Getting Started with Facebook Ads Manager

This is the third post in a series looking at how to make Facebook ads work for small businesses.

In the first two posts in this series we looked at how to make Facebook ads more effective by starting with strategy and how to set up a sales funnel using Facebook ads to increase lead generation and conversions.

In this post we’re going to look at getting started with Facebook Ads Manager, including how to create a Facebook ad campaign.

Getting Started with Facebook Ads Manager

If you don’t have a Facebook business page, creating that is step one. Here’s a link that will show you how to do that.

Once you have a Facebook business page for which you are the administrator, there are three ways you can access Facebook Ads Manager:

  1. Use this link to take you to Ads Manager directly.
  2. Go to your Facebook Business page and choose Ad Center on the left menu, then select All Ads. Scroll to the bottom of that page and click on “Show more details in Ads Manager”.
  3. Use Facebook’s Ads Manager mobile app on your phone.

Once you’re in Ads Manager you can look around at all the data and tools you have access to. It’s a bit overwhelming at first, and if you aren’t running ads right now there won’t be much to see.

Creating Facebook Audiences

Before we look at creating any ads, we want to set up our target audiences. To do this, click on the square of dots in the upper-left of the screen and choose “Audiences”.

Here are the audiences you should create:

  1. Your existing email list – upload this into Facebook
  2. Website visitors – for this you need to have the Facebook Pixel installed on your website. If you don’t, get that done and come back to this one in a few months
  3. Ideal Customer Demographics
  4. Lookalike audiences – for audiences 1 and 2

When you are creating these lists, be sure to name them so you will remember what they are.

For the first two audiences, you are going to choose “Create a Custom Audience” and follow the prompts. For your ideal customer list, choose “Create a Saved Audience” and choose from the demographic and psychographic options to make this as narrow as possible while still giving you a large enough list to make it useful. Finally, for your lookalike audiences, choose the “Create a Lookalike Audience”. This last one you’ll have to do after you have given your other audience lists time to populate.

Creating a Facebook Ads Campaign

1. Choose an Objective
Now you’re ready to create an ad campaign. Go back to Ads Manager and navigate to the Campaigns tab. From there click the green “+ Create” button.

────

[YOUR TASKS]:
1. Please write out the stretch of the Facebook Ads Manager guide from "In the first" through "Facebook ad campaign.".
2. In one to three sentences, explain why, according to the Facebook Ads Manager guide, a new user may find little to see in Ads Manager at first.

────

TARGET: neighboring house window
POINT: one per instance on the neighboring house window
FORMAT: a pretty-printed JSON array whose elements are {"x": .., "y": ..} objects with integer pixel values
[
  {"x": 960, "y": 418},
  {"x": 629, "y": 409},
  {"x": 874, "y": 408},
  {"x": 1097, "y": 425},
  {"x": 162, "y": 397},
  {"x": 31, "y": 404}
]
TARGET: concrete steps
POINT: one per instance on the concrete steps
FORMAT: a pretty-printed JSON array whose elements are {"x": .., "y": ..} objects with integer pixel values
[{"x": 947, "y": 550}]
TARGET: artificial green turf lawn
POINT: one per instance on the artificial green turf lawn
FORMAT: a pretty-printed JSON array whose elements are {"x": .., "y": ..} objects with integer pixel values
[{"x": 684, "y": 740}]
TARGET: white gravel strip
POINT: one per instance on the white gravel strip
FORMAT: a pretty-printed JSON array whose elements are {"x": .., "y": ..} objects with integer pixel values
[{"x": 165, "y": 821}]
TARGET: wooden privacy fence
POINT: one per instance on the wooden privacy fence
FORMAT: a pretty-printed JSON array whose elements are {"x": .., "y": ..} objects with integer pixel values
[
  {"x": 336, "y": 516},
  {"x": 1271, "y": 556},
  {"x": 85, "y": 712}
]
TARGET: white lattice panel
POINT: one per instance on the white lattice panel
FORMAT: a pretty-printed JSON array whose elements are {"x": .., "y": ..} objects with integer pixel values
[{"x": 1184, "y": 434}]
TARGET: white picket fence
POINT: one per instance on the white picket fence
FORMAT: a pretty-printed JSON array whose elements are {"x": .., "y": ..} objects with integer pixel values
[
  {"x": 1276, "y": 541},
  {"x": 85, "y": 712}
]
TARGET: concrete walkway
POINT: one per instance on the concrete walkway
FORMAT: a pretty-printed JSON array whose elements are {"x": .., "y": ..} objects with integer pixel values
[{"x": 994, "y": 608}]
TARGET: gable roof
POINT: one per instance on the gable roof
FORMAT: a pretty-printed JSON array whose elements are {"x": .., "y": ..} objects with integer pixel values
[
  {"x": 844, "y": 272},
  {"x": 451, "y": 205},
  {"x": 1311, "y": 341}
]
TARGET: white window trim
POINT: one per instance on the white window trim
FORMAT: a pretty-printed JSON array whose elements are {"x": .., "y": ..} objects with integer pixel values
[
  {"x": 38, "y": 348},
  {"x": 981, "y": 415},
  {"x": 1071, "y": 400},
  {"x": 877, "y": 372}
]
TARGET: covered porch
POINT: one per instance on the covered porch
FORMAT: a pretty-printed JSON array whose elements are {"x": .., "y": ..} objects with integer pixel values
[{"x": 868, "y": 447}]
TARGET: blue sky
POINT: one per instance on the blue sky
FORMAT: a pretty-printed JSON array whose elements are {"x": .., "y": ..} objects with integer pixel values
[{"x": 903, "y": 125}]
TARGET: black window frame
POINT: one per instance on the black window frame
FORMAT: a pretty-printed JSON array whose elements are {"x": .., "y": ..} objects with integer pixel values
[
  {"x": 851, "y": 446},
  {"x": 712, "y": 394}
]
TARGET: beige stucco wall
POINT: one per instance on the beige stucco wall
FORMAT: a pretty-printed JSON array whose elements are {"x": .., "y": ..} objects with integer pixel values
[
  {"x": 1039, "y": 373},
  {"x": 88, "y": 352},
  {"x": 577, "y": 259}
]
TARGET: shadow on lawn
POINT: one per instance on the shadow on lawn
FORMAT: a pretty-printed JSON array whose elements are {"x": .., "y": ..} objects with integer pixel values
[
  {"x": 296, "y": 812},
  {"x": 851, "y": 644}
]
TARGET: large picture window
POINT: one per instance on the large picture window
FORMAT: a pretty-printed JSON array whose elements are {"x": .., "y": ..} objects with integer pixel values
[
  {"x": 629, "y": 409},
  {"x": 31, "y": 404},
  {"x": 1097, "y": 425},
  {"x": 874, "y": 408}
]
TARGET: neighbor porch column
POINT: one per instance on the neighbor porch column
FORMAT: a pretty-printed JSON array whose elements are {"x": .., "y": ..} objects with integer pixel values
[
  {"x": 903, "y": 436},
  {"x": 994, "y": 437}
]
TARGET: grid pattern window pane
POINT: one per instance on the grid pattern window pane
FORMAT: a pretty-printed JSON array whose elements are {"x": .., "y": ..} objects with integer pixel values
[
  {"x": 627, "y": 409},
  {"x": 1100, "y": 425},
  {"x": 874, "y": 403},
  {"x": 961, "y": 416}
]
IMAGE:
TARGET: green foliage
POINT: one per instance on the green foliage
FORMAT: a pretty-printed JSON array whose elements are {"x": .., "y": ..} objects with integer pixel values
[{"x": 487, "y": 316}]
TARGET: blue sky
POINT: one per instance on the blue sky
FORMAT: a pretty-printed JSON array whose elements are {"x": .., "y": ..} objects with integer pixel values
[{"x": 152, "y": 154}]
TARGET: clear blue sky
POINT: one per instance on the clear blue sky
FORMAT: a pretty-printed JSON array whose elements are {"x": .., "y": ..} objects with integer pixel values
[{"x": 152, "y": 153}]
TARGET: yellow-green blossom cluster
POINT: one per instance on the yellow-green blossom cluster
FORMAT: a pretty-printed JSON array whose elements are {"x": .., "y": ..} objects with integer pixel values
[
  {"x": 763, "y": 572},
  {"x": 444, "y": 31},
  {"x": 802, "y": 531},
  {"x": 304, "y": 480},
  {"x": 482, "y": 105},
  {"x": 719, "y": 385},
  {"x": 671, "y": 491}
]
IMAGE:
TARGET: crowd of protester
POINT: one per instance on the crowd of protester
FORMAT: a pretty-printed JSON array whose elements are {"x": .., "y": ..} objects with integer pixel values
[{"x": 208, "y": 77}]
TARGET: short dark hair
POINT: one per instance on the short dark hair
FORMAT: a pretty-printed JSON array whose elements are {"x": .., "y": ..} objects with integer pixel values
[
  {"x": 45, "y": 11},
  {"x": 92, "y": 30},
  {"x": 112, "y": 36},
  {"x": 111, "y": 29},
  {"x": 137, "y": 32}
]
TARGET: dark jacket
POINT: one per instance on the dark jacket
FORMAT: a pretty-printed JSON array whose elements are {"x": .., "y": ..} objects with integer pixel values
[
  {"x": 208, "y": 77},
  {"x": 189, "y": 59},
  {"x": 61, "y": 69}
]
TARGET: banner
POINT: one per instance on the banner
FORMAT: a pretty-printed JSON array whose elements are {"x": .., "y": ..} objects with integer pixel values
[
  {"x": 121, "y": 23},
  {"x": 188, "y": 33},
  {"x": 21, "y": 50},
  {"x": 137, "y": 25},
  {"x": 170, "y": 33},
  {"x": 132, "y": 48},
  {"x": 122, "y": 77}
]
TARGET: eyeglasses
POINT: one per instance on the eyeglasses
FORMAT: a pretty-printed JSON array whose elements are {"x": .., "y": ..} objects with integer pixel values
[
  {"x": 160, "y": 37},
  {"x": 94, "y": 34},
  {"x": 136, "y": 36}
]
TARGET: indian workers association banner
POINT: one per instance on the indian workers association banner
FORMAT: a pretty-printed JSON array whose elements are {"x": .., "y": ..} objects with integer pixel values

────

[RESPONSES TO THE EXERCISE]:
1.
In the first two posts in this series we looked at how to make Facebook ads more effective by starting with strategy and how to set up a sales funnel using Facebook ads to increase lead generation and conversions.

In this post we’re going to look at getting started with Facebook Ads Manager, including how to create a Facebook ad campaign.

2. There won't be much to see if you aren't running ads right now.